АВТОР И ЕГО РАССКАЗЫ

I
               Несколько критических работ, посвящённых своеобразной манере и литературно-философской концепции Льва Гунина, сосредотачиваются на исторических моделях и параллелях, литературных предшественниках и влияниях, и на социально-общественном резонансе вокруг этого – ни на кого не похожего – автора.
               Расщепление категориальных сущностей-единиц в обход дихотомической основы подметил один из критиков, усмотревший в «волшебном зеркале» прозы Льва Гунина ретроверсийные построения по принципу законов обратной связи (И. В. Лупов. «На стыках иллюзионизма. О прозе Л. М. Гунина»).
               Этот критик замечает, что разрешение диссонансной напряжённости дихотомичности монад не просто отрицается у Гунина, но оспаривается на уровне альтернативных законов. Его героями, их поступками и связью событий управляет не формальная логика, и даже не кафкианская внешняя «антилогичность», но «целая вселенная иных, не осознаваемых нами, законов» (конец цитаты).

▶ **Представленные сведения**:

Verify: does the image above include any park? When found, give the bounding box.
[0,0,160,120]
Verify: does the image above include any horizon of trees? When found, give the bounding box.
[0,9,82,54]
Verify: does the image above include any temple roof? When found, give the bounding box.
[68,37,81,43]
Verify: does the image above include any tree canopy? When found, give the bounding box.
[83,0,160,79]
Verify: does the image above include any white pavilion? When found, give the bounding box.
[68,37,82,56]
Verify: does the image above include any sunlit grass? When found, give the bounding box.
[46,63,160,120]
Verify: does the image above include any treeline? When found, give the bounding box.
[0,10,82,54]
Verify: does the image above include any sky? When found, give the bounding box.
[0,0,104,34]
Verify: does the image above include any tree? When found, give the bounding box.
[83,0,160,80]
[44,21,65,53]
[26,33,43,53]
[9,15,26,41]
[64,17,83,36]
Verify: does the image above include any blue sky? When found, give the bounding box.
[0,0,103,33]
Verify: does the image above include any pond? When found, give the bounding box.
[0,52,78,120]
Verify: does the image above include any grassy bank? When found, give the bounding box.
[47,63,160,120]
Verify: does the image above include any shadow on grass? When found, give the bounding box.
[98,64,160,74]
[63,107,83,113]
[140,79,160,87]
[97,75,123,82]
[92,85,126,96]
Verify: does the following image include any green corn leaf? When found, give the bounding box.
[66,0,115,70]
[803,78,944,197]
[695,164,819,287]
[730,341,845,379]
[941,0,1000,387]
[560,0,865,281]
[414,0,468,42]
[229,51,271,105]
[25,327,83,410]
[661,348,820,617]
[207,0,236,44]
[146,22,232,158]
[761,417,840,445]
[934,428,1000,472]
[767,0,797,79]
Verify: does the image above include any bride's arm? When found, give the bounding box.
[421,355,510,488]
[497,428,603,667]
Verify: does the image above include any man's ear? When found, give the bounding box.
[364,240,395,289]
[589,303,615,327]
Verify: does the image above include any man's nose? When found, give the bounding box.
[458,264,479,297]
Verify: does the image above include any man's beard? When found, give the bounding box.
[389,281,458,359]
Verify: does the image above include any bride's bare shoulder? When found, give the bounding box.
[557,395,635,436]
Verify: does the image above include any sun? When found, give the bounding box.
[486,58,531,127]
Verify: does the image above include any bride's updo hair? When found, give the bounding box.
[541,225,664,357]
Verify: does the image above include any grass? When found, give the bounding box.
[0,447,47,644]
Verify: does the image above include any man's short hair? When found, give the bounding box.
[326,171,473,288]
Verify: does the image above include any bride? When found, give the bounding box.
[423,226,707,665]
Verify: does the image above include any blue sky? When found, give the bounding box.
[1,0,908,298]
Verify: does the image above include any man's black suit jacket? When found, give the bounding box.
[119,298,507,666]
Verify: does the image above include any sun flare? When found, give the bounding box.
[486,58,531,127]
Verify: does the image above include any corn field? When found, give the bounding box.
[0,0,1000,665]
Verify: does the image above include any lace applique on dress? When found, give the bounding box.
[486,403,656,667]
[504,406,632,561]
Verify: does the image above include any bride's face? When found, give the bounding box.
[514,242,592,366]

▶ **Задания**:
1 – Перепечатайте фрагмент текста о прозе Льва Гунина от «АВТОР И ЕГО» до «похожего – автора.».
2 – Продолжите текст о прозе Льва Гунина, начиная сразу после его последнего предложения.

▶ **Ответы по заданиям**:
1 –
АВТОР И ЕГО РАССКАЗЫ

I
               Несколько критических работ, посвящённых своеобразной манере и литературно-философской концепции Льва Гунина, сосредотачиваются на исторических моделях и параллелях, литературных предшественниках и влияниях, и на социально-общественном резонансе вокруг этого – ни на кого не похожего – автора.

2 –
               Если классическая диалектическая модель придерживается схемы, по которой «Движение и развитие в природе, обществе и мышлении обусловлено раздвоением единого на взаимопроникающие противоположности и разрешение возникающих противоречий между ними через борьбу» (И. Ф. Зубков. Курс диалектического материализма. Москва, Издательство Университета Дружбы Народов, 1990.], то ход развития наших мыслей и мотивация поступков у Гунина частично основаны на синкретной логике (И. В. Лупов).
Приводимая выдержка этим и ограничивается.